▶ _JOB_
Switch "compact form" to "condensed form" wherever it occurs in the rows below, and write all the rows out again with nothing else altered. Leave the pictures out of your copy.

▶ _EXTRACTED RECORDS_
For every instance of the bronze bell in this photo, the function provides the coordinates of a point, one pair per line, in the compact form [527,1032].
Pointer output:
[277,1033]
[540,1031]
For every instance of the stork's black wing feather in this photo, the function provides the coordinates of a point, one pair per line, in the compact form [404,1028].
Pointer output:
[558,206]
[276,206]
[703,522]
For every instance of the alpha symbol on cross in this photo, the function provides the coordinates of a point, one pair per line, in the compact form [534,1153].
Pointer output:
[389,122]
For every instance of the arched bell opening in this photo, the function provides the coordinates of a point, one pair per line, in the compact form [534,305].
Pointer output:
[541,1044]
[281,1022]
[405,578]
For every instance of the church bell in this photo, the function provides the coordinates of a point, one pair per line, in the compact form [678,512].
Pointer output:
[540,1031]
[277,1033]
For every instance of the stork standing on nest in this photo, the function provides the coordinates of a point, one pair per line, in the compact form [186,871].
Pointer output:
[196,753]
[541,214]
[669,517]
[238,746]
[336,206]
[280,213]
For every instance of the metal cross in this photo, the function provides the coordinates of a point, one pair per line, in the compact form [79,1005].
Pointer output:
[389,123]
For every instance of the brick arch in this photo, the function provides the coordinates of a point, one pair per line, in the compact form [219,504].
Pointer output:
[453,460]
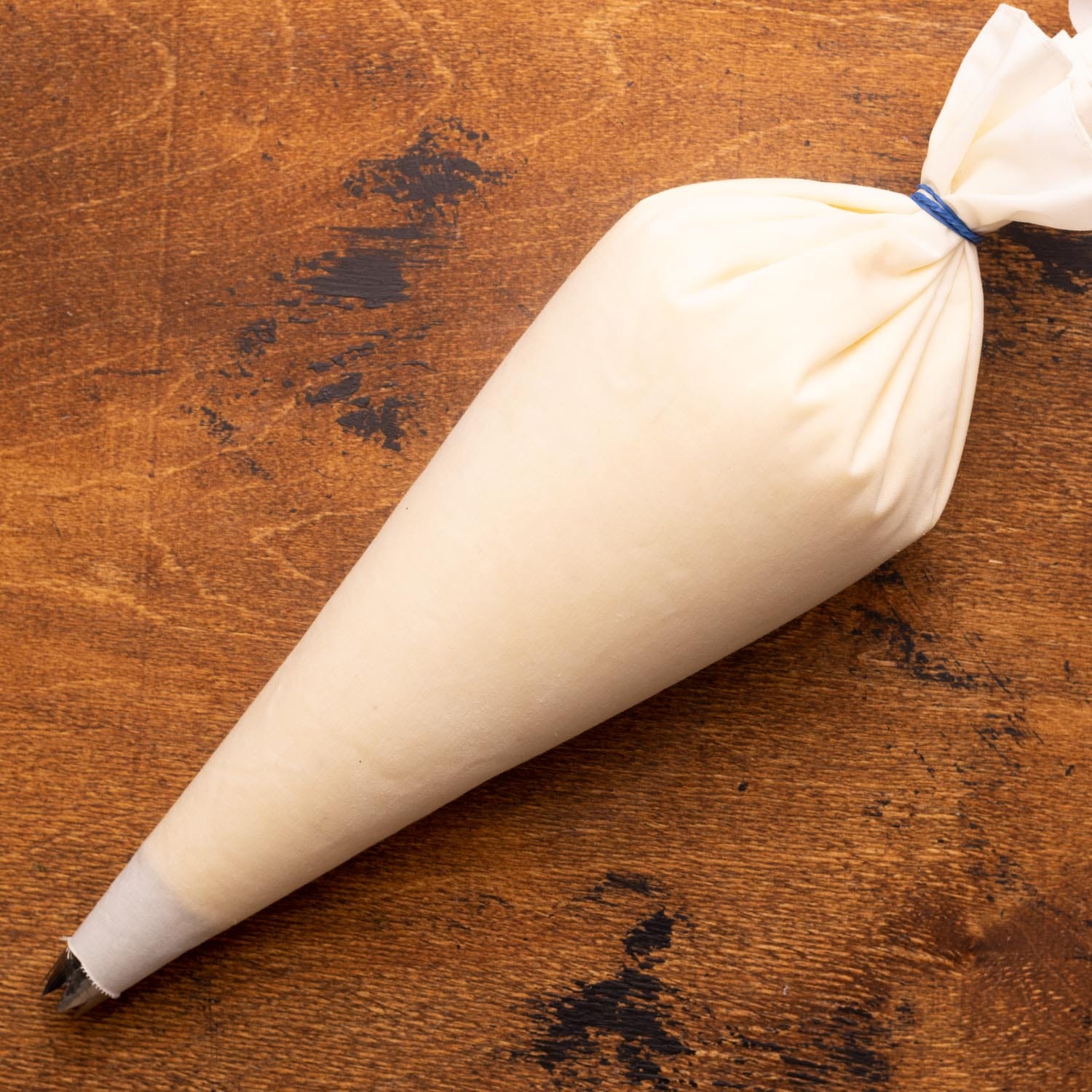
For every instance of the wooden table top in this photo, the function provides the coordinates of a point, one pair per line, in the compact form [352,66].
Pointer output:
[257,259]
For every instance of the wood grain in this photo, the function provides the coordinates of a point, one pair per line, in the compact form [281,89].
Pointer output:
[257,259]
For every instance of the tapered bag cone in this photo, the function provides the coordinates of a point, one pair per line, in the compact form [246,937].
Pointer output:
[775,378]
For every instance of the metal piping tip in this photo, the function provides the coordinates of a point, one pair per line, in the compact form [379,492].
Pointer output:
[80,994]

▶ _CORRECT OUTPUT_
For every instance of the bronze bell in this photo, the function provides the coordinates of a point, one pair per line, in the condensed form [527,1032].
Pointer output:
[277,1033]
[540,1031]
For every instance of the stork's black wing feather in this photo, the function provides the coordinates of a point, one pair per line, in the condensed form [404,1028].
Pointer output:
[558,206]
[276,206]
[703,522]
For every instance of the alpha symbol on cross in this photo, the function provides the coordinates of a point, one pair per line, in the condensed form [534,1153].
Pointer output:
[389,122]
For every instance of the arched bell opening in this photo, the function provides the coordinates of a point, one pair per line, in the condensed form [534,305].
Pointer output:
[541,1044]
[281,1022]
[405,578]
For every instance of the church bell in this photo, the function provides the coordinates of a point, one pair per line, in the condensed form [678,512].
Pointer output:
[540,1031]
[277,1033]
For every instance of the stork standing on nest in this photo, the function provides the coordinates of a point, one pair per line, in the condensed form [186,871].
Pointer output:
[196,753]
[541,214]
[669,517]
[238,746]
[336,206]
[280,213]
For every instance of the metal cross in this photo, the function provides the coordinates of a point, one pair per line, in the condensed form [79,1005].
Pointer output:
[389,123]
For every instance of the brick arch in this photo, the function provides the coordinates of a point, one pair per line, in the condensed form [219,504].
Pointer output:
[453,460]
For every instance of the wooden table top in this photo, the function provides the coordinates of a point, one pair per line, in the condensed form [352,66].
Pointer output:
[257,259]
For every instance of the wood grain in this photo, the function provides the coordinates of a point, one pair per line, in the condensed form [281,89].
Pointer output:
[257,259]
For every instance of the tapered bag cone in this photo, the function provides the coordinates of a point, one pair per line, in the condensed form [246,937].
Pointer output:
[775,378]
For every instance of the metal piping tip in this photo, the function provides the coordinates of a point, one pair per line, in the condensed form [379,492].
Pointer output:
[80,994]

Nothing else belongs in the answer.